● EXERCISE
Write out the part of the article on automated smoking cessation support in pediatric primary care that opens with the words containing "Automated smoking cessation interventions" and closes with "child tobacco exposure.".

++++ TEXT BLOCK

Automated smoking cessation interventions at pediatric primary care locations helped reduce parental smoking.



RT’s Three Key Takeaways:

  1. Automated support works — Embedding an automated smoking cessation program in pediatric primary care increased parents’ use of nicotine replacement therapy, quitlines, and text-based support while reducing daily cigarette use.
  2. Parental engagement is high — Nearly half of parents in the intervention group used nicotine replacement therapy, and over 80% attempted quitting, showing strong engagement when treatment is integrated into their child’s healthcare visits.
  3. Quit rates remain modest — While abstinence rates were low, researchers emphasize that combining automated interventions with broader FDA-approved treatments could further improve parental quit success and reduce child tobacco exposure.


Integrating an automated smoking cessation intervention for parents into pediatric primary care demonstrated increased treatment received and reduced cigarettes smoked, according to new data published in JAMA Network Open.

While additional interventions are needed to improve quit rates, the research from Children’s Hospital of Philadelphia (CHOP) and Mass General Brigham found that the benefits of pediatric primary care support in reducing parental smoking.

Prior studies have shown a variety of benefits for parents who quit smoking, including elimination of future tobacco-related poor pregnancy outcomes, reducing the likelihood of their children becoming smokers and decreasing childhood exposure to tobacco smoke, as well as less risk of developmental delays and increased financial resources. While some parents who smoke may not have their own primary care health physician, they will seek primary care for their children multiple times a year.

++++++++
++++ RECORDED DATA

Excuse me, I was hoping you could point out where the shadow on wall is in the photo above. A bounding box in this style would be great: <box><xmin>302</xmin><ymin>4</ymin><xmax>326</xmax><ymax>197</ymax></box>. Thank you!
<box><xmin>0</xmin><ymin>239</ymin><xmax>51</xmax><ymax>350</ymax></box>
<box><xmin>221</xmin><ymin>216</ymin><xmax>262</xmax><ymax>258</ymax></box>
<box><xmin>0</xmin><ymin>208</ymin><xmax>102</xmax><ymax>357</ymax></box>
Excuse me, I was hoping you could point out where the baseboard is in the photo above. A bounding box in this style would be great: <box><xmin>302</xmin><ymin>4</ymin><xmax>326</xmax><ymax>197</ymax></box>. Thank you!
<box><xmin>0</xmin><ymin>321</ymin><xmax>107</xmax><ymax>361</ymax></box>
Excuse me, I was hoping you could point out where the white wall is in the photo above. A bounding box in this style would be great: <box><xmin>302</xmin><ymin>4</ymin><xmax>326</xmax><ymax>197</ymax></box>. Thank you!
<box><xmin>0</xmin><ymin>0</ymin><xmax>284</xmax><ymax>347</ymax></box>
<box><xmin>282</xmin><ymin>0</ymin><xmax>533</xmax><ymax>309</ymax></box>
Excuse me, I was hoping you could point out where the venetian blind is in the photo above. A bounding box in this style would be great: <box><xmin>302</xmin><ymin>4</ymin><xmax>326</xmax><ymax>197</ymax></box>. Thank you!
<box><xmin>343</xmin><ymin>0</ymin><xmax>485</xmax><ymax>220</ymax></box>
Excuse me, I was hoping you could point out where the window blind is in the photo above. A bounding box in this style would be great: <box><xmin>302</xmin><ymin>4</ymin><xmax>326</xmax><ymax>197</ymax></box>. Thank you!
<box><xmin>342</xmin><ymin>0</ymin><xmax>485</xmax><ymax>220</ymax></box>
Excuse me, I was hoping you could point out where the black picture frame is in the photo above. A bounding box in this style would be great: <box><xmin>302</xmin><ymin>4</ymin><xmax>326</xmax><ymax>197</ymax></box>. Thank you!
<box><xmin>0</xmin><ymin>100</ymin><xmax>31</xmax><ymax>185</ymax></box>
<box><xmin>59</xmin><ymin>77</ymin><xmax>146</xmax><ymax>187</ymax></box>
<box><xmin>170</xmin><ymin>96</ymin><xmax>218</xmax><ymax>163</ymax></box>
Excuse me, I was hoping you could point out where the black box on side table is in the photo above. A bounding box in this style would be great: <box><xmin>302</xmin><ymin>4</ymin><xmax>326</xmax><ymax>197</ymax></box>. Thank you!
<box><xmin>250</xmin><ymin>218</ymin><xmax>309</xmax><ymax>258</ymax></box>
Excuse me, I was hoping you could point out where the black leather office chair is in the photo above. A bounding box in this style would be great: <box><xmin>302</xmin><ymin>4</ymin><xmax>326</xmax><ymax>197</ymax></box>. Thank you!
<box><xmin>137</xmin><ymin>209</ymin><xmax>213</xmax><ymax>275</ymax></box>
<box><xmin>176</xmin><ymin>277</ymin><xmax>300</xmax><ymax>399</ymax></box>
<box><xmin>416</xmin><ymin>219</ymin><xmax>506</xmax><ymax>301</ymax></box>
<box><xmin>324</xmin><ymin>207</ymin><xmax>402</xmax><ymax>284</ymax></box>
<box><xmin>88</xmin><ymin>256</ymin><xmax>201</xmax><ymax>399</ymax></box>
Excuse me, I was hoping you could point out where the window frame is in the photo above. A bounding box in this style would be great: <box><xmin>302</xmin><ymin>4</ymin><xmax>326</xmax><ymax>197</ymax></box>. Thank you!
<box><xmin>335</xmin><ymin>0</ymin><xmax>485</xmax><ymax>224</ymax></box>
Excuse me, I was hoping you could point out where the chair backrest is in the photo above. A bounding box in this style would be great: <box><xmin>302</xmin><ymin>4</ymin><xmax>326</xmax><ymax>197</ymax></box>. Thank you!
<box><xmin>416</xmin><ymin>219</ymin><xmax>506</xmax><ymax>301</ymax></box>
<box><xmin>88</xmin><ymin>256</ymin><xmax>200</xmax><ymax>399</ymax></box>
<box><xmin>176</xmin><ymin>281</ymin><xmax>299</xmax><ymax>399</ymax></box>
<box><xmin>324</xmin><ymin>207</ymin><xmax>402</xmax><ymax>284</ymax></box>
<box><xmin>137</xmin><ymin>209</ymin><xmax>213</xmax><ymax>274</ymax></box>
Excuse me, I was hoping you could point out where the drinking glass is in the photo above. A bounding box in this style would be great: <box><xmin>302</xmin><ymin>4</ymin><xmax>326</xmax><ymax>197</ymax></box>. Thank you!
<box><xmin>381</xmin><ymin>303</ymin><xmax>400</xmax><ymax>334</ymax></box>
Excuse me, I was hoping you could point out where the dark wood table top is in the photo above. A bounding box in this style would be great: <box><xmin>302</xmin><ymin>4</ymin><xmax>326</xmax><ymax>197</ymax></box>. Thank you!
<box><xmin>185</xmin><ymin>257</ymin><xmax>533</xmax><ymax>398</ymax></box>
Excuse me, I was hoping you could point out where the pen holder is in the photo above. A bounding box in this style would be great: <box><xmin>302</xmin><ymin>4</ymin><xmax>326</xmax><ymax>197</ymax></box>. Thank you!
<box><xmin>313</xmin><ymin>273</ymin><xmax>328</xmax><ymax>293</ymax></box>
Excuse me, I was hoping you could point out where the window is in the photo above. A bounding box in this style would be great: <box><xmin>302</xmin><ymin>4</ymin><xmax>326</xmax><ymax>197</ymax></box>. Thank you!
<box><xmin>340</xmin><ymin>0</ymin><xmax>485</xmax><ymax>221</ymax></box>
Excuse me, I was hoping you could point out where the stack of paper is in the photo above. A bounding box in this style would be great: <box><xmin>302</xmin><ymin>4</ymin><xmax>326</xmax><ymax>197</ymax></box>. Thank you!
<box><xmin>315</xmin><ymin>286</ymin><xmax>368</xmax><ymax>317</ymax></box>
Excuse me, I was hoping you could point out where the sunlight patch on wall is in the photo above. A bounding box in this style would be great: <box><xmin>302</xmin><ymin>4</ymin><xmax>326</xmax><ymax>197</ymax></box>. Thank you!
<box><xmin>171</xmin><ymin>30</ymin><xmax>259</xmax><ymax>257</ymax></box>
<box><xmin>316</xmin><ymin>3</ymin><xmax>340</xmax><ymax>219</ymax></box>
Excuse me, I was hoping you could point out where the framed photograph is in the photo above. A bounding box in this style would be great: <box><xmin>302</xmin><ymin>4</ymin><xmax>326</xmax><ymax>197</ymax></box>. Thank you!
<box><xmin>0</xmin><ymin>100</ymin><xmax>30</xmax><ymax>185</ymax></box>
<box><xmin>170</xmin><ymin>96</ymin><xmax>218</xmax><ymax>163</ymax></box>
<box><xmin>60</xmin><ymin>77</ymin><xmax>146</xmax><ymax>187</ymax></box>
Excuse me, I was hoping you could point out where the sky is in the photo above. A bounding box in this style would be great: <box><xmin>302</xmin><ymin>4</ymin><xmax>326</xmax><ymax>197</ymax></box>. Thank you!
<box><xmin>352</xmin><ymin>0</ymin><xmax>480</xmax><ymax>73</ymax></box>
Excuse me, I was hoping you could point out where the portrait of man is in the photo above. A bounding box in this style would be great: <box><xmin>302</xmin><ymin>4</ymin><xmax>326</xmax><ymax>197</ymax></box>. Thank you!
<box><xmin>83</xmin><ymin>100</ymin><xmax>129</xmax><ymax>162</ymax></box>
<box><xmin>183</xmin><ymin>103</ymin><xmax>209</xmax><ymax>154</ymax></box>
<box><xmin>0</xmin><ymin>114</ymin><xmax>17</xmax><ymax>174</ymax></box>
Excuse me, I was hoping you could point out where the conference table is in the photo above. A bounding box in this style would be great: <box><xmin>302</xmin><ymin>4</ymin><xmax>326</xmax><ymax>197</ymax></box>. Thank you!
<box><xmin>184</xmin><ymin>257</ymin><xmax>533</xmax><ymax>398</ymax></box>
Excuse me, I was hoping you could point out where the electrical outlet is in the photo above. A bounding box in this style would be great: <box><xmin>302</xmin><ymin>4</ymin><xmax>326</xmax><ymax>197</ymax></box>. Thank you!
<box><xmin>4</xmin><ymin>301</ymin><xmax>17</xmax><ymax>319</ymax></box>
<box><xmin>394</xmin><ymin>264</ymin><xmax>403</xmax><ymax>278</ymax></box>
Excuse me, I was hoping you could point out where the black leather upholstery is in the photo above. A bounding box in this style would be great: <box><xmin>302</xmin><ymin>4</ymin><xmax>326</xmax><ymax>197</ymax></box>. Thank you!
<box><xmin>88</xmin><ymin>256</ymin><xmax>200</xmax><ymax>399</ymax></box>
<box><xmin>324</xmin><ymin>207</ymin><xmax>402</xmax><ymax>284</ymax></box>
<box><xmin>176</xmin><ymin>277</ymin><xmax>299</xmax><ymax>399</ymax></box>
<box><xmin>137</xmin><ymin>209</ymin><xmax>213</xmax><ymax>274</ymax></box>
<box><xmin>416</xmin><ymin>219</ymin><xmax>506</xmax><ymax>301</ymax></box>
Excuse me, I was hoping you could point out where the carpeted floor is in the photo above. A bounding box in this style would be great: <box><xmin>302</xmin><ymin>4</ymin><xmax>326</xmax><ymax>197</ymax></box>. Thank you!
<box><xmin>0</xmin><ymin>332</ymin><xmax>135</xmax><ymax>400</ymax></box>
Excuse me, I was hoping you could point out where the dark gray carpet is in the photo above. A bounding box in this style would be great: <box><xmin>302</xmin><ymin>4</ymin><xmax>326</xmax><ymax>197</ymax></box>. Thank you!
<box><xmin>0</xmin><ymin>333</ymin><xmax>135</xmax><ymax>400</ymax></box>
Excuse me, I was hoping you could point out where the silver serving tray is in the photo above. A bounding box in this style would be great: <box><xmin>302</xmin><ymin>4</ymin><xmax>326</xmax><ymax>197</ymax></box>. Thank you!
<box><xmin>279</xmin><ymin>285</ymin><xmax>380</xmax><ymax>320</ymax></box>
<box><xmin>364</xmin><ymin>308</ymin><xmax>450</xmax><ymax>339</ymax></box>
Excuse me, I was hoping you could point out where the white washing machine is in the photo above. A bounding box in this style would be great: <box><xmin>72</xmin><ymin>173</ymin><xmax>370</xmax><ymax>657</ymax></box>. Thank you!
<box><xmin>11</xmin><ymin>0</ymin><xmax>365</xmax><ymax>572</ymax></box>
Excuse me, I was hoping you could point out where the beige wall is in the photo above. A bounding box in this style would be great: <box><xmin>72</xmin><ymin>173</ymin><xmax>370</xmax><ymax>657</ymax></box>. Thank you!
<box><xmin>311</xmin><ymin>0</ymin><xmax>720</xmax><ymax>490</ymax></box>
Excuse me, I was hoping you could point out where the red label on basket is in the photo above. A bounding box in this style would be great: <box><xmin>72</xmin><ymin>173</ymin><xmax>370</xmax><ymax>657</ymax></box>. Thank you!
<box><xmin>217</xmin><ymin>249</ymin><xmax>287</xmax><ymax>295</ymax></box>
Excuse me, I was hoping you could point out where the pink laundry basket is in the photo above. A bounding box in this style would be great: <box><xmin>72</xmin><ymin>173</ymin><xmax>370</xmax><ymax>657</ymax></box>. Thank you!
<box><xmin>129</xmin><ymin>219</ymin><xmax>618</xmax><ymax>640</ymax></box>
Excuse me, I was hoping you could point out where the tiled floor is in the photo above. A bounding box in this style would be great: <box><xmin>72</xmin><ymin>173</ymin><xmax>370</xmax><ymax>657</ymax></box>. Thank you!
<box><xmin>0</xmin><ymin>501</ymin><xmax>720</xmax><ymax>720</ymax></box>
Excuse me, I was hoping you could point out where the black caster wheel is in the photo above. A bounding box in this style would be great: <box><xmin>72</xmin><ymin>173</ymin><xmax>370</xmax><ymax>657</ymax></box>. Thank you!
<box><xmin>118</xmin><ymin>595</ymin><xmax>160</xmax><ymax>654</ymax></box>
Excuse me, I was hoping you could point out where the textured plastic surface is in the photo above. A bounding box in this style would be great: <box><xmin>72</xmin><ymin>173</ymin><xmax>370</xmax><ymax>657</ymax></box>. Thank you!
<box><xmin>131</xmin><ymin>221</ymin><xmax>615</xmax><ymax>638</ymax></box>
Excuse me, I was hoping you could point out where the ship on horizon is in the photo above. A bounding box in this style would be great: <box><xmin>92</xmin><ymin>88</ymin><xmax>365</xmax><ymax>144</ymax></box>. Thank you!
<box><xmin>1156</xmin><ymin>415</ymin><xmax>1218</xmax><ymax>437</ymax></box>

++++++++

● RESPONSE
Automated smoking cessation interventions at pediatric primary care locations helped reduce parental smoking.



RT’s Three Key Takeaways:

  1. Automated support works — Embedding an automated smoking cessation program in pediatric primary care increased parents’ use of nicotine replacement therapy, quitlines, and text-based support while reducing daily cigarette use.
  2. Parental engagement is high — Nearly half of parents in the intervention group used nicotine replacement therapy, and over 80% attempted quitting, showing strong engagement when treatment is integrated into their child’s healthcare visits.
  3. Quit rates remain modest — While abstinence rates were low, researchers emphasize that combining automated interventions with broader FDA-approved treatments could further improve parental quit success and reduce child tobacco exposure.